START

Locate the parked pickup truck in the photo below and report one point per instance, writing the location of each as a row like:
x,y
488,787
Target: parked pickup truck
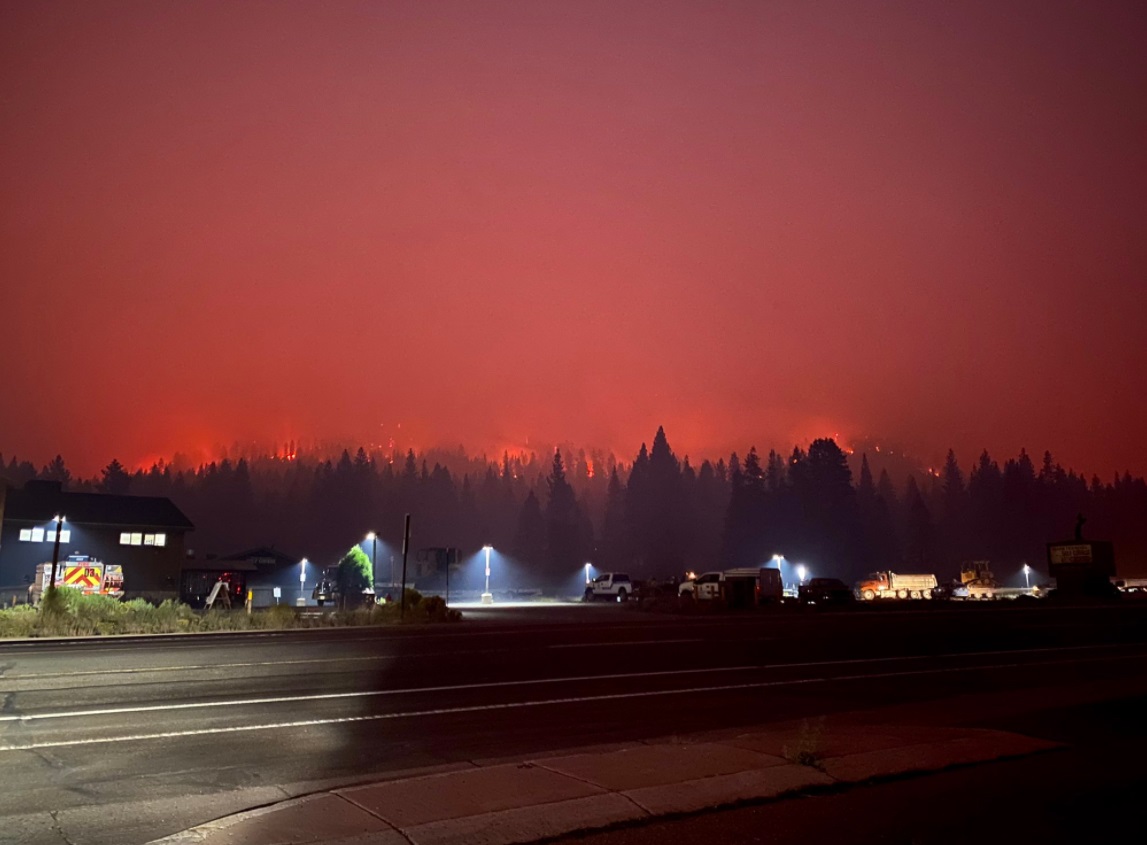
x,y
615,586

END

## TASK OBJECTIVE
Switch "pickup truck" to "delivery van" everywhere it appears in the material above, and write the material out again with nothing else changed. Leave out the pictures.

## CORRECT ANSWER
Locate the parked delivery van in the photo below and report one point per instance, writing the location of each as a row like:
x,y
488,787
Target: parked delivery van
x,y
615,586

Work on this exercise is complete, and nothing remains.